### EXERCISE PROMPT
Format all the records below as a two-column CSV with the headers "text" and "answer", one row per record. Put each record's text and its answer in a single quoted field, and replace any line breaks with spaces.
## start EXCERPTED DATA
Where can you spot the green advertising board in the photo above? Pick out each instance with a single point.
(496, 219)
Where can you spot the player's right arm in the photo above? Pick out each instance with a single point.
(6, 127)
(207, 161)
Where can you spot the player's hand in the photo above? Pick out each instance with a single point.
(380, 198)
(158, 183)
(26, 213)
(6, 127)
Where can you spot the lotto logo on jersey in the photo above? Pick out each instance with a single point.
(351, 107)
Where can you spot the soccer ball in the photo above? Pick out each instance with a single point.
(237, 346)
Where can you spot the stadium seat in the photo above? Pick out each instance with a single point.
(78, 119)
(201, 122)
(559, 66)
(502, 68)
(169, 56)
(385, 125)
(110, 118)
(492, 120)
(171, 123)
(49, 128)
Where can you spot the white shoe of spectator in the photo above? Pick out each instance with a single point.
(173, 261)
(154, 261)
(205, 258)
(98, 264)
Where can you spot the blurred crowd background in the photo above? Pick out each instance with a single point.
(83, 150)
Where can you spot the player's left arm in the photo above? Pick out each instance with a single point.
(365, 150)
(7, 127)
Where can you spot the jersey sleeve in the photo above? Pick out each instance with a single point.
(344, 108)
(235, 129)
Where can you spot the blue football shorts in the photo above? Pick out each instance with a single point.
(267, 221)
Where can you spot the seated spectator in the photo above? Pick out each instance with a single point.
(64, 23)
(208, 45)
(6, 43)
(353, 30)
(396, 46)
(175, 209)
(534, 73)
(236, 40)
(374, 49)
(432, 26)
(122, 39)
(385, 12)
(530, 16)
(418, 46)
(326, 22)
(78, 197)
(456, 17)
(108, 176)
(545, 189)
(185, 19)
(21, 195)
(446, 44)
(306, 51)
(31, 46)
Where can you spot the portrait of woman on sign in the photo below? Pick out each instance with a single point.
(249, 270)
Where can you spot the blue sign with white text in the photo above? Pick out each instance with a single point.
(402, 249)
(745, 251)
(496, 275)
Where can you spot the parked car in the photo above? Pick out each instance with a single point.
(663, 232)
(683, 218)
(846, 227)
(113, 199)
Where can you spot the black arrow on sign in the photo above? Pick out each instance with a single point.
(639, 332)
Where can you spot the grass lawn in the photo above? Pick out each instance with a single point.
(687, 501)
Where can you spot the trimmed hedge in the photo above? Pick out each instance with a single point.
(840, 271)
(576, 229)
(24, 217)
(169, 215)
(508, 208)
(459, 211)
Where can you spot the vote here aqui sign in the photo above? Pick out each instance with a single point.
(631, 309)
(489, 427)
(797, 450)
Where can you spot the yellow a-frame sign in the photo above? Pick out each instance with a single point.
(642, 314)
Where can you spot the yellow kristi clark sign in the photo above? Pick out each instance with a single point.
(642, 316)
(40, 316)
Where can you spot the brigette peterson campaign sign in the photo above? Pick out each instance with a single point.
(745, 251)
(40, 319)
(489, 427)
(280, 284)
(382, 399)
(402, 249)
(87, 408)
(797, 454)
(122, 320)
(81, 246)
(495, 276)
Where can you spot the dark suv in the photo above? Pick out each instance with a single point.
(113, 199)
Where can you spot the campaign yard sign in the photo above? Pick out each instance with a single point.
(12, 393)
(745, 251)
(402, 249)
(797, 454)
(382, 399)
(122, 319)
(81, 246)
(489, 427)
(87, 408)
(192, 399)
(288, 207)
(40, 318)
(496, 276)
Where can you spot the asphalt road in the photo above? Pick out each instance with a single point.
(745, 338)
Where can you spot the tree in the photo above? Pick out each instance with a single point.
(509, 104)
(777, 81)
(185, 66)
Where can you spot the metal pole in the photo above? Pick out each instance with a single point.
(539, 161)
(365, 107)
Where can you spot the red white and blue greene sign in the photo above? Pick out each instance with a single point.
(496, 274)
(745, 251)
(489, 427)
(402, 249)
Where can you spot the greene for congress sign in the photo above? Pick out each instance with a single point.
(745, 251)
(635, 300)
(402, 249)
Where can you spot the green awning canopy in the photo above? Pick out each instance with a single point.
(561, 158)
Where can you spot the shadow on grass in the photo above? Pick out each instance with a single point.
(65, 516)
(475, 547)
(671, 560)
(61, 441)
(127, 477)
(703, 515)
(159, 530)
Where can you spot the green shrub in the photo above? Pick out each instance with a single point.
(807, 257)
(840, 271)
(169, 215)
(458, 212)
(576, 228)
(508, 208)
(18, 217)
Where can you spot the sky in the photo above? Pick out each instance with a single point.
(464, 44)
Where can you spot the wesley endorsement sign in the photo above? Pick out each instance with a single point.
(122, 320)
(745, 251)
## end EXCERPTED DATA
### SOLVED EXERCISE
text,answer
"Where can you spot the green advertising board in the photo above? Pick out each instance with a single point.","(496, 219)"
"Where can you spot the player's right arm in the photo above? Pick out each instance with a single point.","(6, 127) (207, 161)"
"Where can you spot the player's hand in the photo above? Pick out each instance with a single point.","(380, 198) (158, 183) (26, 213) (6, 127)"
"Where can you spot the lotto logo on jersey in the photo above? Pick out each instance with a single point.","(351, 107)"
"Where can you spot the soccer ball in the photo above? Pick out each instance with a single point.","(237, 346)"
"Where can you spot the stadium seat in the photo above? Pick out each instance with a single point.","(78, 119) (201, 122) (559, 66) (502, 68) (169, 56) (385, 125) (110, 118) (492, 120) (171, 123) (49, 128)"
"Where can you spot the white shoe of spectator in the photo above? Pick out each instance with a single point.","(173, 261) (154, 261) (205, 258) (98, 264)"
"Where can you spot the blurred crowd background in the photo above? Pick out each instance with a single point.","(83, 150)"
"Where can you spot the player's left arm in the photo above? Pick out each instance with a single point.","(365, 150) (7, 127)"
"Where can you spot the jersey sleeve in the photo above? Pick out each instance with a single point.","(344, 108) (235, 129)"
"Where can you spot the blue football shorts in the photo above? Pick out each instance with a single point.","(267, 221)"
"Where can you spot the seated spectator in the photo above? Pick out each instance with a single point.","(64, 23) (208, 45) (6, 43) (353, 30) (396, 46) (175, 209) (534, 73) (236, 40) (374, 49) (432, 26) (122, 39) (385, 12) (530, 16) (418, 46) (326, 22) (78, 197) (456, 17) (108, 176) (545, 189) (185, 19) (21, 195) (446, 44) (306, 51) (31, 46)"
"Where can you spot the portrait of woman on sign in the photo below? Pick out each instance with a single point.","(249, 270)"
"Where can you spot the blue sign with white text in the photo above? Pick out each instance with a single point.","(402, 249) (745, 251) (496, 275)"
"Where can you spot the parked car in the photo above? Pick out each instance with a single point.","(663, 232) (683, 218) (846, 227) (113, 199)"
"Where can you spot the black arrow on sign in the photo above? Pick out each instance with a single point.","(639, 332)"
"Where can you spot the grass lawn in the photo above? Pick out each instance with a single point.","(687, 501)"
"Where can you spot the trimmed hedge in the photo above? Pick out each instance with a single point.","(840, 271) (576, 229) (24, 217) (169, 215) (508, 208) (459, 211)"
"Where can you spot the vote here aqui sign in the photo above? Pick out each instance with a single point.","(631, 309) (489, 427) (797, 450)"
"Where can you spot the yellow a-frame sign in the photo above? Pick out each instance with a single point.","(642, 314)"
"Where can you spot the yellow kristi clark sign in the photo above? Pick out each instance with a single point.","(642, 316) (40, 316)"
"Where can you spot the brigette peterson campaign sign in the photo above? Pick out each instance with a single point.","(745, 251) (40, 319) (489, 427) (280, 284) (382, 399) (402, 249) (87, 408) (797, 454) (122, 320) (81, 246) (495, 276)"
"Where can you spot the dark suv in the photo above? Pick out each instance with a single point.","(113, 199)"
"Where can you spot the campaign yard sign in the photo above? Pick out each instance with a single point.","(12, 393) (745, 251) (402, 249) (797, 454) (382, 399) (122, 319) (81, 246) (489, 427) (87, 408) (192, 399) (288, 207) (40, 318) (496, 276)"
"Where can you spot the asphalt road in the photo above? Pick out each instance with a single point.","(745, 338)"
"Where can you spot the tree in the photo above? Pick out each instance with a single point.","(509, 104) (777, 81) (185, 66)"
"Where can you spot the metal pole in the photo above? Pick out each instance with a single point.","(539, 161) (365, 107)"
"Where can you spot the red white and blue greene sign in the photo above? Pick out each instance with a single point.","(496, 274) (745, 251) (489, 427) (402, 249)"
"Where can you spot the greene for congress sign in the photo above? Pick out each instance with a single point.","(745, 251) (635, 300) (402, 249)"
"Where can you spot the green awning canopy in the photo above? Pick out each instance with a single point.","(561, 158)"
"Where can you spot the shadow on grass in the photo above? Pick out each instance with a single point.","(65, 516) (475, 547) (671, 560) (61, 441) (127, 477) (703, 515) (159, 530)"
"Where can you spot the green shrub in the photo above? Pick out each instance with a single point.","(807, 257) (840, 271) (169, 215) (458, 212) (576, 228) (508, 208) (18, 217)"
"Where can you spot the sky in the photo above? Pick out each instance with a single point.","(464, 44)"
"Where can you spot the wesley endorsement sign in the photo above? Pick out each instance with a single point.","(122, 320) (745, 251)"